TO DO – After finding the line that includes "Please place a point on the bridge" in the records below, transcribe it and each line after it through the last, exactly, and add nothing.

SUPPLIED ENTRIES –
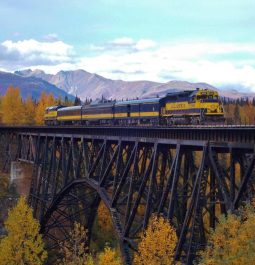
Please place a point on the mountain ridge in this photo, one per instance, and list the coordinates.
(91, 85)
(32, 86)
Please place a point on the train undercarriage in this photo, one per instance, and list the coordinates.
(158, 121)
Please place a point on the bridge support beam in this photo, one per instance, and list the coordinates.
(189, 182)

EXERCISE RESPONSE –
Please place a point on the bridge support beam in this photo, one per instance, and list the coordinates.
(189, 182)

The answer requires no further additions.